Reproduce the full passage on the house fly microbiome below word for word, from its title to its final sentence.

### Provided passage
--------

Genotype and environmental effects shape the house fly microbiome (Musca domestica)

Animal-associated bacteria (microbiomes) can have important effects on host phenotypes and fitness. Microbiomes can also vary across individuals in ways that depend on host genotype and environment. Temperature is an especially important environmental factor that can affect the microbiome in a way that depends on host genotype and affects organismal fitness. Thermal stress, in particular, can have dramatic effects on animal microbiomes, including dysbiosis and immune dysregulation. However, most previous work on extreme temperature effects has focused on heat stress. To investigate how low temperatures affect the microbiome of a warm-adapted animal, we characterized the bacterial communities associated with house fly (Musca domestica) males raised at cool (18{degrees}C) and warm (29{degrees}C) temperatures. We sampled two distinct genotypes in these experimental flies, each of which is associated with a particular thermal environment (warm or cool). We contrasted our experimental results with the microbiomes we characterized in wild house flies from two collection sites with different large animals present. We found that temperature has a much stronger effect on the house fly microbiome than the host genotype in our experimental flies. Consistent with the strong environmental effects in our experiment, we found that wild house fly microbiomes differed between the two collection sites. Despite these environmental effects on the house fly microbiome, we did not detect evidence for dysbiosis associated with either cool or warm temperatures. We therefore conclude that the environment has more of an effect on the house fly microbiome than host genotype, but dysbiosis does not occur within the temperature range we considered.

--------

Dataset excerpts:
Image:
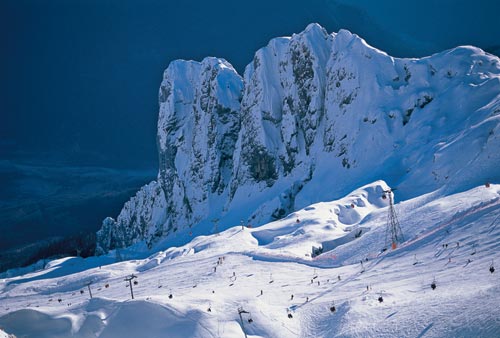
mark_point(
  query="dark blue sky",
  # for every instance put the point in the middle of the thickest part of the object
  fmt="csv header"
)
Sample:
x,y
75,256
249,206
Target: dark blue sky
x,y
79,82
79,78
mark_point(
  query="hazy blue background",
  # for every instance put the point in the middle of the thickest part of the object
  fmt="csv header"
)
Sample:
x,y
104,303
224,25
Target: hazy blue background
x,y
79,82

--------

### Problem solution
Genotype and environmental effects shape the house fly microbiome (Musca domestica)

Animal-associated bacteria (microbiomes) can have important effects on host phenotypes and fitness. Microbiomes can also vary across individuals in ways that depend on host genotype and environment. Temperature is an especially important environmental factor that can affect the microbiome in a way that depends on host genotype and affects organismal fitness. Thermal stress, in particular, can have dramatic effects on animal microbiomes, including dysbiosis and immune dysregulation. However, most previous work on extreme temperature effects has focused on heat stress. To investigate how low temperatures affect the microbiome of a warm-adapted animal, we characterized the bacterial communities associated with house fly (Musca domestica) males raised at cool (18{degrees}C) and warm (29{degrees}C) temperatures. We sampled two distinct genotypes in these experimental flies, each of which is associated with a particular thermal environment (warm or cool). We contrasted our experimental results with the microbiomes we characterized in wild house flies from two collection sites with different large animals present. We found that temperature has a much stronger effect on the house fly microbiome than the host genotype in our experimental flies. Consistent with the strong environmental effects in our experiment, we found that wild house fly microbiomes differed between the two collection sites. Despite these environmental effects on the house fly microbiome, we did not detect evidence for dysbiosis associated with either cool or warm temperatures. We therefore conclude that the environment has more of an effect on the house fly microbiome than host genotype, but dysbiosis does not occur within the temperature range we considered.